Supplied information:

** Start **

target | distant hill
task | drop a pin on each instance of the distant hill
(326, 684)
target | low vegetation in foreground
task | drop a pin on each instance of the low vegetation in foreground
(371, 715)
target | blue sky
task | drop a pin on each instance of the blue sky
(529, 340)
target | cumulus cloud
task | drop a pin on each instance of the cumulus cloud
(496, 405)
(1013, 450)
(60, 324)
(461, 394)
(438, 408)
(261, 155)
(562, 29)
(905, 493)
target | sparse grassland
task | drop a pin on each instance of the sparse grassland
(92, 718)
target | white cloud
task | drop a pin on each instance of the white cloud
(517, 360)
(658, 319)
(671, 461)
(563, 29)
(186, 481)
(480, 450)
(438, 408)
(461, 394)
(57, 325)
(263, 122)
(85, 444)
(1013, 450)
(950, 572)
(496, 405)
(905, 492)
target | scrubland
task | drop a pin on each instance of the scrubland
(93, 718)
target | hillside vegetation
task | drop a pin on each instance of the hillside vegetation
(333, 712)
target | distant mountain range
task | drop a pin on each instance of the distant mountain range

** End **

To do: Give again only the lines starting at the one that contains "target | low vegetation in foreground" and running to the end of the data.

Complete output:
target | low vegetation in foreground
task | drop a pin on each instance of the low vegetation in foreground
(371, 715)
target | blue sky
task | drop a pin on each instance of the blue sky
(529, 340)
target | cumulus cloud
task | drop a pin on each instance of the cumulus cloud
(496, 405)
(1013, 450)
(60, 324)
(461, 394)
(438, 408)
(261, 155)
(562, 29)
(905, 493)
target | sparse grassland
task | drop a pin on each instance of the sparse grassland
(92, 718)
target | white cloud
task | drop a pin on each instance of the white cloud
(517, 360)
(658, 319)
(671, 461)
(563, 29)
(186, 481)
(480, 450)
(438, 408)
(461, 394)
(57, 325)
(263, 122)
(85, 444)
(1013, 450)
(950, 572)
(496, 405)
(905, 492)
target | scrubland
task | drop a pin on each instance of the scrubland
(93, 718)
target | hillside vegetation
task | drop a pin on each instance of the hillside vegetation
(333, 712)
target | distant mountain range
task | drop a pin on each instance of the distant mountain range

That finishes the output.